If a line of the material contains "shown", copy it.

Data for processing:
########################################
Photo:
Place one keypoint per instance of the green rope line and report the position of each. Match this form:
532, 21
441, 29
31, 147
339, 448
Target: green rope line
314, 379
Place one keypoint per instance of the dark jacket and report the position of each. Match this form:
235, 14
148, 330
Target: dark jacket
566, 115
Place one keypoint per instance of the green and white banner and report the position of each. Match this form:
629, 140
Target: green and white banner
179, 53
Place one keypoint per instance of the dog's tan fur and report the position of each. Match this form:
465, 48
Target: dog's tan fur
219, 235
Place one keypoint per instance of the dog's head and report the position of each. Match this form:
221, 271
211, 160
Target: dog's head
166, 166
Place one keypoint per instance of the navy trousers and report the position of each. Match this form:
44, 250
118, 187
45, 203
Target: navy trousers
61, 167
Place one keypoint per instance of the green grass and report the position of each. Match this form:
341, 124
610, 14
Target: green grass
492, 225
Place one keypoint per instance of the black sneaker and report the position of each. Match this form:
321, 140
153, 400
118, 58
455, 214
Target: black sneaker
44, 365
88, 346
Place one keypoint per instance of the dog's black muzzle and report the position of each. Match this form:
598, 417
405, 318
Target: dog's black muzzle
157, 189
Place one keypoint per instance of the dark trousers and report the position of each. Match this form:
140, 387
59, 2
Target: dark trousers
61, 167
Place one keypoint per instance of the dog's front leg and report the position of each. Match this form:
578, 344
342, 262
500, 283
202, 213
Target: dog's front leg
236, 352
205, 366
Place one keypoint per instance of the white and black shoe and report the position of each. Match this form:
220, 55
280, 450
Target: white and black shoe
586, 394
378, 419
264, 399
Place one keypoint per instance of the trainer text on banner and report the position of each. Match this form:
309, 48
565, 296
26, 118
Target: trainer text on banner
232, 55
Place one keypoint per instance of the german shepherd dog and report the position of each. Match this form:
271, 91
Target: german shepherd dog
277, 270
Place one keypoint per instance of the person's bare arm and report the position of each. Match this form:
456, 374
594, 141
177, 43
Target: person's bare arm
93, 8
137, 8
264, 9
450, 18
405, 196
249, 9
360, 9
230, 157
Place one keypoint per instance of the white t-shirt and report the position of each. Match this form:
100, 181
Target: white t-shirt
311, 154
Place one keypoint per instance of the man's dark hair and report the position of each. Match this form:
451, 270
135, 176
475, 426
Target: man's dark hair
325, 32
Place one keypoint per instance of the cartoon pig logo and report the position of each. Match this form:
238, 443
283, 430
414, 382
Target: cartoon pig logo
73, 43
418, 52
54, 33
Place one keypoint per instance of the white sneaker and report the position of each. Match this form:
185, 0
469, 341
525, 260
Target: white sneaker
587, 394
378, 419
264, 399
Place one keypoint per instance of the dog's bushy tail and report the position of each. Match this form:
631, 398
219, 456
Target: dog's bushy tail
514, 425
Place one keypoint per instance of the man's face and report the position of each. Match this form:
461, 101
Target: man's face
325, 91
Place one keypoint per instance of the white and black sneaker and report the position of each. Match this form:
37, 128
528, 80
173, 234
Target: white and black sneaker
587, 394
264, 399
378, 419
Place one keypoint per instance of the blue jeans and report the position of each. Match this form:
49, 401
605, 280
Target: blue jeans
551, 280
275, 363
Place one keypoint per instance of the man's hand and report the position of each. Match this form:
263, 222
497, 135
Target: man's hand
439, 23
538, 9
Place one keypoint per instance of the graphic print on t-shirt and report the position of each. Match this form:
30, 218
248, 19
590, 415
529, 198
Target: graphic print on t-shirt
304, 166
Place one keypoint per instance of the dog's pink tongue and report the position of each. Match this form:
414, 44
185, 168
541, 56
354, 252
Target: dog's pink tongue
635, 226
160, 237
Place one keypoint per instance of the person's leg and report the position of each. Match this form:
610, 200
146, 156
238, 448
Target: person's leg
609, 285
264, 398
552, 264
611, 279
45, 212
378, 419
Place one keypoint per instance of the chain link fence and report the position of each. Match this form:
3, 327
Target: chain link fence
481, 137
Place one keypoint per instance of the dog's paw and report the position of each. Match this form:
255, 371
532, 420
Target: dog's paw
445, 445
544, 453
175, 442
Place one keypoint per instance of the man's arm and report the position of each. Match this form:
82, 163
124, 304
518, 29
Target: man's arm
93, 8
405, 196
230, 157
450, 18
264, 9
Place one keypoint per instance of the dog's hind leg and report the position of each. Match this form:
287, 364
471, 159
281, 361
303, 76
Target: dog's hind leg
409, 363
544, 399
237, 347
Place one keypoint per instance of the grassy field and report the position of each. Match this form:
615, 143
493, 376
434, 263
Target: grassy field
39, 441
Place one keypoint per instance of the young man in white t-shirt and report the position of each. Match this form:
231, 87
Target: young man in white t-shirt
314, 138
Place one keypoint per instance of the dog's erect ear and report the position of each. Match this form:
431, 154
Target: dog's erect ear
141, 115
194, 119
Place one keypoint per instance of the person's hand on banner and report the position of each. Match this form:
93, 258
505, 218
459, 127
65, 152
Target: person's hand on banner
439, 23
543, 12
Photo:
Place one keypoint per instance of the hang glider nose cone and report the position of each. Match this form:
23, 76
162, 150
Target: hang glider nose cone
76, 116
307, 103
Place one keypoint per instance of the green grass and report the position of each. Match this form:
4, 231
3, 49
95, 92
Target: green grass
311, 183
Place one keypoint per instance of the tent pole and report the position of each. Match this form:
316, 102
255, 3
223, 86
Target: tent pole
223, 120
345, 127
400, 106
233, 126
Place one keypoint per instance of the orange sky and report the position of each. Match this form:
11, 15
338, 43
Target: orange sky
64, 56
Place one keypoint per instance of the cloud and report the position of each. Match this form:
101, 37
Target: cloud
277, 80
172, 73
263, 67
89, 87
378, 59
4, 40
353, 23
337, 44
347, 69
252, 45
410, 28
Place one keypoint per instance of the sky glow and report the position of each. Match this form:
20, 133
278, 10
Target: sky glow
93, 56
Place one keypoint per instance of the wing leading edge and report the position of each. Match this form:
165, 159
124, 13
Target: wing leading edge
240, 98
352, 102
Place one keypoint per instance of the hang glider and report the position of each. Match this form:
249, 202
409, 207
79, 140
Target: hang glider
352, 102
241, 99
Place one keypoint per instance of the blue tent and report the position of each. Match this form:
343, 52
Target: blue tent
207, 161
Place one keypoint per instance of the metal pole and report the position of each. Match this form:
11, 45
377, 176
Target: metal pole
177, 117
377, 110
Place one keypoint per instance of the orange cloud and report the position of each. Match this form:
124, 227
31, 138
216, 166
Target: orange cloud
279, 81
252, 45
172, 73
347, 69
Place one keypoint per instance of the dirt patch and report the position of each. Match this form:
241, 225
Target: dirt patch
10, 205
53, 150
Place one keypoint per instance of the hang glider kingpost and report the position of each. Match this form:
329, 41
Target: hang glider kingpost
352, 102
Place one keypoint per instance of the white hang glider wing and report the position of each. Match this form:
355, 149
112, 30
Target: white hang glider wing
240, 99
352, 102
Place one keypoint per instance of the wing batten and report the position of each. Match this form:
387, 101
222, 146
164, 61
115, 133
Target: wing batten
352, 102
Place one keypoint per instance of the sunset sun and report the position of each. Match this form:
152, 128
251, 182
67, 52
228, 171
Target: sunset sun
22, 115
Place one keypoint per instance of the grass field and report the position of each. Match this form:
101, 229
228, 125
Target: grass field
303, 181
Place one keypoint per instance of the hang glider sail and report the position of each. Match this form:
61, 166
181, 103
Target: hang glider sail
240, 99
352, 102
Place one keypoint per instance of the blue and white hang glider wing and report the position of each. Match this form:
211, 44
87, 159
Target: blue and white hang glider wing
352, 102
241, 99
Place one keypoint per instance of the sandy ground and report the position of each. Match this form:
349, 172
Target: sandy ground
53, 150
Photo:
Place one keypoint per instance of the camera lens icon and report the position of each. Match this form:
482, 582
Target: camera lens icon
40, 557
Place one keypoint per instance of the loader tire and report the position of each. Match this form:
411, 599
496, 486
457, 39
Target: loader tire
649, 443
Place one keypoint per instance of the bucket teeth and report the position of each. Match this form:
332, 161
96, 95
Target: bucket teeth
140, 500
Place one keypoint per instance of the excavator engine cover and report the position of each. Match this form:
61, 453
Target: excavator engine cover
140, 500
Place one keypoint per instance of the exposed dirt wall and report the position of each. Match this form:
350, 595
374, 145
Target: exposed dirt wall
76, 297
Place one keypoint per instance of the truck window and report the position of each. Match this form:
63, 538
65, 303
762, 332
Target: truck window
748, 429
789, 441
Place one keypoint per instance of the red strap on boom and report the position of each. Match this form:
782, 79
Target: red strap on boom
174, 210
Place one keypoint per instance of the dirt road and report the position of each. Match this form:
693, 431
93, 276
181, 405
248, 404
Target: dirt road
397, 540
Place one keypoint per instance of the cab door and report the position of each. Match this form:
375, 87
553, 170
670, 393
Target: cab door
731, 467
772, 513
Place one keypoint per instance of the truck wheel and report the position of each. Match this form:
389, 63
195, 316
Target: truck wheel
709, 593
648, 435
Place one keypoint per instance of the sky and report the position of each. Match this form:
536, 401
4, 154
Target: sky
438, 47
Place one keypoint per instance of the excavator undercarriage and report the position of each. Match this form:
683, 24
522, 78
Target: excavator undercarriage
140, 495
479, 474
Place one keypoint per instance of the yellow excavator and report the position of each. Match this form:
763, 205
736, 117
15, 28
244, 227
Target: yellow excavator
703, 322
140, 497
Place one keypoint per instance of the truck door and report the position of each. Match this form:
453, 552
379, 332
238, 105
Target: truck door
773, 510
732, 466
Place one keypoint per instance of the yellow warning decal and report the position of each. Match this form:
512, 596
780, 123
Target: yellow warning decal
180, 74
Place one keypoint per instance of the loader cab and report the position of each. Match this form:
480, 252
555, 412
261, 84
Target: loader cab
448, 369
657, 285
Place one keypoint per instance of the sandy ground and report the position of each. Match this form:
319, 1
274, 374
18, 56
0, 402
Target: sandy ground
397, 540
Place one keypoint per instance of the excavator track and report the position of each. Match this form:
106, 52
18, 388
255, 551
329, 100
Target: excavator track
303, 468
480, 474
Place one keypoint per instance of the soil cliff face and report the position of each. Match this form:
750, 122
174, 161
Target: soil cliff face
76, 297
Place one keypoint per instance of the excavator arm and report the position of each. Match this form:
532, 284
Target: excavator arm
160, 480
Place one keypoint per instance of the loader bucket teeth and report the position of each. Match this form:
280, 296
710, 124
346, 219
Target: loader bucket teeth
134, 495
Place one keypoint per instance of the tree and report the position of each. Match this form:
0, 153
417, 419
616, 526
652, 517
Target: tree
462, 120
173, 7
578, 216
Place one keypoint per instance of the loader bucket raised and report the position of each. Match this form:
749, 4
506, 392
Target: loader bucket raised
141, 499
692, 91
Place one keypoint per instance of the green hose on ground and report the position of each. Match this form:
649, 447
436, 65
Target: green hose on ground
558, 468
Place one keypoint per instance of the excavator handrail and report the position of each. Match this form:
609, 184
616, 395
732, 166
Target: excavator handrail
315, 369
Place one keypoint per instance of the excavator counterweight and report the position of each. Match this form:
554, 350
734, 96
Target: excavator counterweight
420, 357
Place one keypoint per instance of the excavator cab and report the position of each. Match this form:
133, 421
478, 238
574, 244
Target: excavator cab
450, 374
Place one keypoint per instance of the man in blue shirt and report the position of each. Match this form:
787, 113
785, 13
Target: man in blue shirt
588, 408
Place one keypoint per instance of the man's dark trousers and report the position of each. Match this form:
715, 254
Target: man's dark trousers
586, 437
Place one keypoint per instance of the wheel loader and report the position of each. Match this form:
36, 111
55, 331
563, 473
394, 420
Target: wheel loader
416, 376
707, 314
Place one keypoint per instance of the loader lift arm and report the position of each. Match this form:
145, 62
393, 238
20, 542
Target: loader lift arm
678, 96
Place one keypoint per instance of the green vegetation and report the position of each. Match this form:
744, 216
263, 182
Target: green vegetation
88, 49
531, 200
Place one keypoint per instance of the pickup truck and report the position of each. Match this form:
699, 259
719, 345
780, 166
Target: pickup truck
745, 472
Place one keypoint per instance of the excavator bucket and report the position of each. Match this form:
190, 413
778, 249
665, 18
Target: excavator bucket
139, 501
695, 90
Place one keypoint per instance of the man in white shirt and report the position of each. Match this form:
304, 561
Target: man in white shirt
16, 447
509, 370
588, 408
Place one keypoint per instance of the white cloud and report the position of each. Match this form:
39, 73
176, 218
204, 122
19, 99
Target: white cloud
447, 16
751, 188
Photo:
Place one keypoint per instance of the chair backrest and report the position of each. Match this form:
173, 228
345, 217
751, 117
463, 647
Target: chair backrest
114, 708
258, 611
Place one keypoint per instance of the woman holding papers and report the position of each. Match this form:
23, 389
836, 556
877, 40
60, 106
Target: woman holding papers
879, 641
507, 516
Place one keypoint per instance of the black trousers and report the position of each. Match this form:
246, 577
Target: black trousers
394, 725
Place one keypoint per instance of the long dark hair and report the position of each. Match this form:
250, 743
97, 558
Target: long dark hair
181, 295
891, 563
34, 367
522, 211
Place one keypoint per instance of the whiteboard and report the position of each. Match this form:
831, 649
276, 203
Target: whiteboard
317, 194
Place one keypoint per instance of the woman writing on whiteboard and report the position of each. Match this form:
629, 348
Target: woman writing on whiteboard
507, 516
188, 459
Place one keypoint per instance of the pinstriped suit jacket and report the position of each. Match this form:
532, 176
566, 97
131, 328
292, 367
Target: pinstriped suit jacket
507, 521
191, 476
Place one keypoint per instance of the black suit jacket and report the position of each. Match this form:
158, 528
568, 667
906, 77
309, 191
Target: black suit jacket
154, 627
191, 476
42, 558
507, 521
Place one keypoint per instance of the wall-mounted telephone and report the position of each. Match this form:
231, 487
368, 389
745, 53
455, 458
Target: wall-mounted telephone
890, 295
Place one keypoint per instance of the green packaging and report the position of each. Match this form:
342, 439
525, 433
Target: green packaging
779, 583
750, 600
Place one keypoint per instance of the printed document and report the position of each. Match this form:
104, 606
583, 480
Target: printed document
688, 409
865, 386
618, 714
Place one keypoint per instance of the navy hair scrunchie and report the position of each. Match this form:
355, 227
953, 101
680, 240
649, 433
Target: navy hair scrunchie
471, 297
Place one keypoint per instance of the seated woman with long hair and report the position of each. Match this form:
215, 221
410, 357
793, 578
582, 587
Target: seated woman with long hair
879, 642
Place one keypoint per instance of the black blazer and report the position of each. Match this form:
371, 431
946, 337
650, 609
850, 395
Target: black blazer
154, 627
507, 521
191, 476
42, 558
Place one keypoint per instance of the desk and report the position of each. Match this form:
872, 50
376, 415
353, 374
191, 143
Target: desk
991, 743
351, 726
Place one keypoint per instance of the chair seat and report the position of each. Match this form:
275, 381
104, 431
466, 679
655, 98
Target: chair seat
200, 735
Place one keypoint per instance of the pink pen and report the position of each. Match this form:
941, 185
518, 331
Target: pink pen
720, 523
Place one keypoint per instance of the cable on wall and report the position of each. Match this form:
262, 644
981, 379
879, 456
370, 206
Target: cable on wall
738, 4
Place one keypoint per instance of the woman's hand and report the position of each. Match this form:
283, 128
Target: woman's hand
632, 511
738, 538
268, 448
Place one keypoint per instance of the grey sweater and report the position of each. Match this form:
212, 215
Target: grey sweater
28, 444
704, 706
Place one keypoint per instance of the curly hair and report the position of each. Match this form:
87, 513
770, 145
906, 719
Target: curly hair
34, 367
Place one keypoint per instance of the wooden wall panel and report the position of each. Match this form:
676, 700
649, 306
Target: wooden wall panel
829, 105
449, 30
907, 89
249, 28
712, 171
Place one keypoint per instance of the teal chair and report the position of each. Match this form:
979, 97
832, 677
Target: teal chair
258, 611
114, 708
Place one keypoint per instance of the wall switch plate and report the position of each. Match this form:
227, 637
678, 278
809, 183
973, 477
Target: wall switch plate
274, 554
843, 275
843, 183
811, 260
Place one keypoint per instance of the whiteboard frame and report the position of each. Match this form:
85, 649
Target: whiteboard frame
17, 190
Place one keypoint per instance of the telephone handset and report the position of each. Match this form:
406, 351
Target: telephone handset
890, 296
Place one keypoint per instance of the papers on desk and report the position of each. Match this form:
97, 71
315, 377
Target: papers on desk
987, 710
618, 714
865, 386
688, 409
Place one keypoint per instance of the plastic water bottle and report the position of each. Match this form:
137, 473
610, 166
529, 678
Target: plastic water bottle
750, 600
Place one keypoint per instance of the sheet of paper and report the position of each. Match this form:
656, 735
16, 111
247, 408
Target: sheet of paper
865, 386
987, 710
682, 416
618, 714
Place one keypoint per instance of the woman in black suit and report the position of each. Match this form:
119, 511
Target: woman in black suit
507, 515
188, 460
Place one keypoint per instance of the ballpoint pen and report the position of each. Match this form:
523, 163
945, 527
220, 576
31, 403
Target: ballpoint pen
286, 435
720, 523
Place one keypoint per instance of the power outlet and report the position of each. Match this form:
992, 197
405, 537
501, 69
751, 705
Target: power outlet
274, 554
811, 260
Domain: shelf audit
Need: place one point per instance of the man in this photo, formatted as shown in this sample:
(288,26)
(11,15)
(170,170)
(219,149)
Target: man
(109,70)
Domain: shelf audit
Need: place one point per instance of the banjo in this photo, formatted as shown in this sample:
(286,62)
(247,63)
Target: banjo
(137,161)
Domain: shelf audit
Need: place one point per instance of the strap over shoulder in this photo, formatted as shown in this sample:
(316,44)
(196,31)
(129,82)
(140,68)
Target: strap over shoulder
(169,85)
########################################
Result for this task:
Need: place one point per instance of the man in this photo, formatted as shown in this sample:
Need: place one point per instance of the banjo in this photo, formatted as shown in this sample:
Need: place one point per instance of the strap over shoulder in this photo, formatted as shown in this sample:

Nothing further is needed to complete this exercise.